Stored records:
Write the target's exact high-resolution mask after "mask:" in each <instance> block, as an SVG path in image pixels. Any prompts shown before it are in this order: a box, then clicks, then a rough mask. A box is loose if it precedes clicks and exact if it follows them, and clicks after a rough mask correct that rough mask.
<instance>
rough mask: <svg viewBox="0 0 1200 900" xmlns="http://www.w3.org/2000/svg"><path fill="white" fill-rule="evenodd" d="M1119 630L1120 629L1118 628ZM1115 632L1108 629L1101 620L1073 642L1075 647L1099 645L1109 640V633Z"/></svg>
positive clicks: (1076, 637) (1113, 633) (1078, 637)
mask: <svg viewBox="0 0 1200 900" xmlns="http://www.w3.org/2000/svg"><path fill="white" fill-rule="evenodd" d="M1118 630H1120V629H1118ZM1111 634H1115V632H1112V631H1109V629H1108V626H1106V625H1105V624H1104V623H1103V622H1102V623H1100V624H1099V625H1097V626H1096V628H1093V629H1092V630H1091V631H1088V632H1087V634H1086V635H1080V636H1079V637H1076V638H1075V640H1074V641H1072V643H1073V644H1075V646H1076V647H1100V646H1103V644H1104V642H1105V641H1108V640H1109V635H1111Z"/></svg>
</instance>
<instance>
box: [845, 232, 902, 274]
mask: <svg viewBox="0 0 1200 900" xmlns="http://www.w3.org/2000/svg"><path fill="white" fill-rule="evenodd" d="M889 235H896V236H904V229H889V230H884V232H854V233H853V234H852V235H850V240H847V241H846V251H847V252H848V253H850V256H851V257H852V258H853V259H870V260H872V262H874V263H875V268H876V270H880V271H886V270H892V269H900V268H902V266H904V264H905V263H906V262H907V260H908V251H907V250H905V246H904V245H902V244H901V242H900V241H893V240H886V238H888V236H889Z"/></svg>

Work instruction: Within the data above, how many lines include the string "instance"? Answer with the number by itself.

Result for this task: 4